Politically (in)correct una rubrica ADAPT sul lavoro – E se le premesse della riforma della contrattazione fossero già presenti nell’ordinamento?

Nello scenario suggestivo dell’Expo (che alla fine della relazione si è presa l’evviva insieme a quello per l’Italia) si è svolta, in vistosa assenza del premier, l’Assemblea della Confindustria. In quella sede, ormai giunto alla fine di un mandato che non troverà posto nell’albo d’oro dell’Associazione, il presidente Giorgio Squinzi ha lasciato in eredità al suo successore un compito tutt’altro che semplice. «Se rivendichiamo il diritto di regolare i nostri rapporti piuttosto che qualcuno proceda per legge – ha affermato Squinzi – , dobbiamo completare il quadro delle nostre relazioni sindacali». E ha aggiunto: «Abbiamo fatto un importante accordo sulla rappresentanza, ora serve mettere ordine nelle regole della contrattazione», per evitare «che le imprese siano costrette a sommare i costi di due livelli» di negoziato.

 

Il suo invito (a privilegiare la contrattazione di prossimità) ha ricevuto un riscontro positivo da parte della Cisl ed una risposta velenosa di Susanna Camusso («Confindustria propone la ricetta più antica del mondo: il taglio dei salari»). La Uil di Carmelo Barbagallo, dal canto suo, è intervenuta nel dibattito con un contributo “cerchiobottista” («Dobbiamo far crescere la contrattazione di secondo livello, ma all’interno di un contratto nazionale»), pertanto inutile.

 

In realtà, la struttura della contrattazione è arrivata ad un bivio, dove è divenuta obbligatoria una scelta tra la conservazione dell’assetto esistente e l’aderenza ai processi produttivi ed organizzativi in atto e in prospettiva.

 

La storia – anche quella delle relazioni industriali – non si ripete mai. Ma la sfida a cui sono chiamate le parti sociali non è troppo diversa – quanto a spessore culturale e ad impegno politico e organizzativo – da quelle che dovettero affrontare alla fine degli anni ’50 e nei primi del decennio successivo del secolo scorso quando si pose con forza il problema di superare l’esclusività della contrattazione nazionale (vero e proprio residuo del periodo corporativo). La medesima sfida che si presentò a cavallo della metà degli anni ’80, allorché ebbe inizio il tormentone, che terminò solo nel 1992, dell’abolizione dell’indennità di contingenza.

□ □ □

* CONSEGNA E REQUISITI *
Ricopia dall'articolo sulla riforma della contrattazione il passo che comincia con "La storia –" e prosegue fino a "dell’indennità di contingenza.".

* ESTRATTI DEI RECORD *
□ □ □

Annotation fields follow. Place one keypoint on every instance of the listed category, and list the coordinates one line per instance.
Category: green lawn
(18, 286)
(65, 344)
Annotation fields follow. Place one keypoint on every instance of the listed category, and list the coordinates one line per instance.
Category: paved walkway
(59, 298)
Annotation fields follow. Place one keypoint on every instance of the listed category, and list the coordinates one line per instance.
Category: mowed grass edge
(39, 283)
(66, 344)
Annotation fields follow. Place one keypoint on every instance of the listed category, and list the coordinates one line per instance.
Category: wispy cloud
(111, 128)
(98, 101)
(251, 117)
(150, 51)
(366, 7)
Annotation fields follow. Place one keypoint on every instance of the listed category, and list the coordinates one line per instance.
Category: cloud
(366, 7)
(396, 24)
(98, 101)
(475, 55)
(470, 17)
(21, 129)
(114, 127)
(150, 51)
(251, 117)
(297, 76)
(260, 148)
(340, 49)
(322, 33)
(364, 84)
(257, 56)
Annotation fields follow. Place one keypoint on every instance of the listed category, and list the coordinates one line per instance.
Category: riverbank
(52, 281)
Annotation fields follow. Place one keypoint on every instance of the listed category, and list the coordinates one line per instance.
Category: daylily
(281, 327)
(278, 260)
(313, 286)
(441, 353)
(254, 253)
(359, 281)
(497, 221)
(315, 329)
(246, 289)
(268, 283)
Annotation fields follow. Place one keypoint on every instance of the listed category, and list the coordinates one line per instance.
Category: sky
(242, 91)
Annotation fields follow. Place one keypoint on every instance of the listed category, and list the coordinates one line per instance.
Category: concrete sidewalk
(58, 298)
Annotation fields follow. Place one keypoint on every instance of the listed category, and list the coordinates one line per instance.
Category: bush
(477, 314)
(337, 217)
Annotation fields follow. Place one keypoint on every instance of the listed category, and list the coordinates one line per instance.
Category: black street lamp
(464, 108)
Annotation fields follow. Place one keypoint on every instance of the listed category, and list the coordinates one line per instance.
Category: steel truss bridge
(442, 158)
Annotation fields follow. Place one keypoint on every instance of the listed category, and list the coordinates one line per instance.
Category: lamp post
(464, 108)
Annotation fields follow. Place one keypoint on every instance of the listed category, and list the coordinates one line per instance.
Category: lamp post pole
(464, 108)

□ □ □

* RISPOSTA ALLA CONSEGNA *
La storia – anche quella delle relazioni industriali – non si ripete mai. Ma la sfida a cui sono chiamate le parti sociali non è troppo diversa – quanto a spessore culturale e ad impegno politico e organizzativo – da quelle che dovettero affrontare alla fine degli anni ’50 e nei primi del decennio successivo del secolo scorso quando si pose con forza il problema di superare l’esclusività della contrattazione nazionale (vero e proprio residuo del periodo corporativo). La medesima sfida che si presentò a cavallo della metà degli anni ’80, allorché ebbe inizio il tormentone, che terminò solo nel 1992, dell’abolizione dell’indennità di contingenza.